■ EXCERPTED RECORDS ■
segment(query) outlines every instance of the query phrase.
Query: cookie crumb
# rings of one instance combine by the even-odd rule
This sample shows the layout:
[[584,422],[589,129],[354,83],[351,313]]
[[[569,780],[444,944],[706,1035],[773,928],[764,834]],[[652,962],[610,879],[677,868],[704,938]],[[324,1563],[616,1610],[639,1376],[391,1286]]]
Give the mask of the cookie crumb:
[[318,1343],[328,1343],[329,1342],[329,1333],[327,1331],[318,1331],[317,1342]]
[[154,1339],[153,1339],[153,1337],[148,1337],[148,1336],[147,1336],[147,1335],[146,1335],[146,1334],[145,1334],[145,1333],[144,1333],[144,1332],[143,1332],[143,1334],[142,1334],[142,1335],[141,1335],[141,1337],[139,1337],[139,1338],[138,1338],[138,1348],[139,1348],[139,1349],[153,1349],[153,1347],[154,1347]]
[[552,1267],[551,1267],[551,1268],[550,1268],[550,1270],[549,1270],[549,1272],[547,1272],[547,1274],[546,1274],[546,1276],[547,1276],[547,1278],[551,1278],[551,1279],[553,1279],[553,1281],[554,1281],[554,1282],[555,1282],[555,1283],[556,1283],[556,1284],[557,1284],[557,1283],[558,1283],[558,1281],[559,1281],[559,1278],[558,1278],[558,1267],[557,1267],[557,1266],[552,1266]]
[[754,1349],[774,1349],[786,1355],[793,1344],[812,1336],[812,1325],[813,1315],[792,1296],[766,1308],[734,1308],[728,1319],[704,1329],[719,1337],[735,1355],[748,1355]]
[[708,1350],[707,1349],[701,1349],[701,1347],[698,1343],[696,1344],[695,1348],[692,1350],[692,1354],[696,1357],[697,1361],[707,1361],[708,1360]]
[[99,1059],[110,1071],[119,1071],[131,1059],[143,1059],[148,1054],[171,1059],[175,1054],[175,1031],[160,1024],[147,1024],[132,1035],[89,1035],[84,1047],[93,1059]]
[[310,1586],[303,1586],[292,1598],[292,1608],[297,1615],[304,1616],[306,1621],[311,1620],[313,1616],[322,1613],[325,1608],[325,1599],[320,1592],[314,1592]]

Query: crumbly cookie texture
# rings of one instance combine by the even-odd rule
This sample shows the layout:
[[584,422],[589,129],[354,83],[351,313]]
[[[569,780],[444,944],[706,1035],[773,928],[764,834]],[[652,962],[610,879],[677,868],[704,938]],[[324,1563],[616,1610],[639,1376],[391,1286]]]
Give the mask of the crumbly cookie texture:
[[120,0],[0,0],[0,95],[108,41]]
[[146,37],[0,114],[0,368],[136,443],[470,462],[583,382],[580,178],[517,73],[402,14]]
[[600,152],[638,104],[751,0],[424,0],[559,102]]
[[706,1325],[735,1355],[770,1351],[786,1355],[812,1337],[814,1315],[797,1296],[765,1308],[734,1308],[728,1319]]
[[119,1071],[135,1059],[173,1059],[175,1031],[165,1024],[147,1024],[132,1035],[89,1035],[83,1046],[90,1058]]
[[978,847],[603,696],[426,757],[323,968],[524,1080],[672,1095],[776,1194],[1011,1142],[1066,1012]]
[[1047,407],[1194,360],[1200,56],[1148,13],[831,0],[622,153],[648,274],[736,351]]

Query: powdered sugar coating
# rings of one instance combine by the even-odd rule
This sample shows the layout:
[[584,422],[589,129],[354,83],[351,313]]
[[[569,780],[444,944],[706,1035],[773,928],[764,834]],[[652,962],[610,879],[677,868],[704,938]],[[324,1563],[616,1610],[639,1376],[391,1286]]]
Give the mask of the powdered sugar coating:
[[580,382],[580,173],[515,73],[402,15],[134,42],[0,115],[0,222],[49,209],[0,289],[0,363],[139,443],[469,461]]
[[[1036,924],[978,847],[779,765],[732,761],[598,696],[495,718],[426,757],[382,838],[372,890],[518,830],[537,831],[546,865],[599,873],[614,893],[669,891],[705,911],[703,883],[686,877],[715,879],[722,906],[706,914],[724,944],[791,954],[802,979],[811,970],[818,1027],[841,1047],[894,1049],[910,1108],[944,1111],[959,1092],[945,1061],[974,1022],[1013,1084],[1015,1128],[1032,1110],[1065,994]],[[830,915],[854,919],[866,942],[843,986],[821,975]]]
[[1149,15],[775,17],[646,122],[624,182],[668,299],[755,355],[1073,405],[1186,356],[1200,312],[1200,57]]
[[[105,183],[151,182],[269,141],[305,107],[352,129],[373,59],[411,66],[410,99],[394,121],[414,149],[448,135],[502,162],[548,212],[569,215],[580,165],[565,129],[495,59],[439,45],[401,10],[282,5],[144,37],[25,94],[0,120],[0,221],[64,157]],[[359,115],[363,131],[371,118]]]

■ EXERCISE BRIEF ■
In full and word for word, output the material.

■ RESPONSE AREA ■
segment(query) outlines every instance of the query phrase.
Query: cookie crumb
# rings of one instance combine by the even-odd rule
This sample shows the layout:
[[584,422],[589,129],[354,83],[351,313]]
[[[569,780],[444,944],[706,1035],[773,928],[764,834]],[[652,962],[610,879],[677,868],[704,938]],[[324,1563],[616,1610],[639,1376],[391,1286]]]
Give the mask of the cookie crumb:
[[318,1343],[328,1343],[329,1342],[329,1333],[327,1331],[318,1331],[317,1342]]
[[154,1339],[153,1339],[153,1337],[148,1337],[148,1336],[147,1336],[147,1335],[146,1335],[146,1334],[145,1334],[145,1333],[144,1333],[144,1332],[143,1332],[143,1334],[142,1334],[142,1335],[141,1335],[141,1337],[139,1337],[139,1338],[138,1338],[138,1348],[139,1348],[139,1349],[153,1349],[153,1347],[154,1347]]
[[552,1267],[551,1267],[551,1268],[550,1268],[550,1270],[549,1270],[549,1272],[547,1272],[547,1274],[546,1274],[546,1276],[547,1276],[547,1278],[551,1278],[551,1279],[553,1279],[553,1281],[554,1281],[554,1282],[555,1282],[555,1283],[556,1283],[556,1284],[557,1284],[557,1283],[558,1283],[558,1281],[559,1281],[559,1278],[558,1278],[558,1267],[557,1267],[557,1266],[552,1266]]
[[754,1349],[774,1349],[786,1355],[793,1344],[812,1336],[812,1325],[813,1315],[792,1296],[766,1308],[734,1308],[728,1319],[704,1329],[719,1337],[735,1355],[748,1355]]
[[708,1350],[707,1349],[701,1349],[701,1347],[698,1343],[696,1344],[695,1348],[692,1350],[692,1354],[696,1357],[697,1361],[707,1361],[708,1360]]
[[99,1059],[110,1071],[119,1071],[131,1059],[143,1059],[148,1054],[171,1059],[175,1054],[175,1031],[160,1024],[147,1024],[132,1035],[89,1035],[84,1047],[93,1059]]
[[310,1586],[303,1586],[292,1598],[292,1608],[297,1615],[304,1616],[306,1621],[311,1620],[313,1616],[322,1613],[325,1608],[325,1599],[320,1592],[314,1592]]

Query: crumbly cookie texture
# rings of one instance combine by the even-odd rule
This sample shows the layout:
[[584,422],[589,129],[354,83],[351,313]]
[[[569,780],[444,944],[706,1035],[773,928],[764,834]],[[652,962],[610,879],[677,868],[704,938]],[[324,1563],[616,1610],[639,1376],[391,1286]]]
Give the mask of the crumbly cookie texture:
[[120,0],[0,0],[0,95],[108,41]]
[[146,37],[0,114],[0,368],[136,443],[470,462],[583,382],[580,178],[517,73],[402,14]]
[[600,152],[638,104],[751,0],[424,0],[559,102]]
[[706,1325],[735,1355],[770,1351],[786,1355],[812,1337],[814,1315],[797,1296],[765,1308],[734,1308],[728,1319]]
[[119,1071],[135,1059],[173,1059],[175,1031],[165,1024],[147,1024],[132,1035],[89,1035],[83,1046],[90,1058]]
[[978,847],[603,696],[426,757],[323,968],[524,1080],[672,1095],[776,1194],[1011,1142],[1066,1012]]
[[1047,407],[1194,360],[1200,56],[1148,13],[831,0],[622,153],[648,274],[736,351]]

Query: powdered sugar coating
# rings of one instance combine by the even-odd rule
This sample shows the layout:
[[584,422],[589,129],[354,83],[351,313]]
[[[569,780],[444,944],[706,1035],[773,928],[764,834]],[[652,962],[610,879],[677,868],[704,938]],[[324,1563],[616,1610],[639,1376],[391,1286]]]
Give the mask of the powdered sugar coating:
[[580,382],[580,173],[515,73],[402,15],[134,42],[0,115],[0,222],[49,209],[0,289],[0,363],[139,443],[469,461]]
[[[1036,924],[978,847],[779,765],[732,761],[598,696],[495,718],[426,757],[382,838],[372,890],[518,830],[537,831],[546,865],[599,873],[614,893],[669,891],[705,911],[703,883],[686,877],[715,879],[722,906],[706,914],[724,944],[791,954],[802,979],[811,970],[818,1027],[841,1047],[894,1049],[910,1108],[944,1111],[959,1092],[945,1061],[974,1022],[1013,1084],[1015,1128],[1032,1110],[1065,994]],[[830,915],[854,919],[866,942],[843,986],[821,975]]]
[[1149,15],[775,17],[646,122],[624,182],[668,299],[755,355],[1073,405],[1186,356],[1200,312],[1200,57]]
[[[105,183],[151,182],[269,141],[305,107],[352,129],[373,59],[411,66],[410,99],[394,121],[414,149],[448,135],[502,162],[548,212],[569,215],[580,165],[565,129],[495,59],[439,45],[401,10],[282,5],[144,37],[25,94],[0,120],[0,221],[64,157]],[[359,115],[363,131],[371,118]]]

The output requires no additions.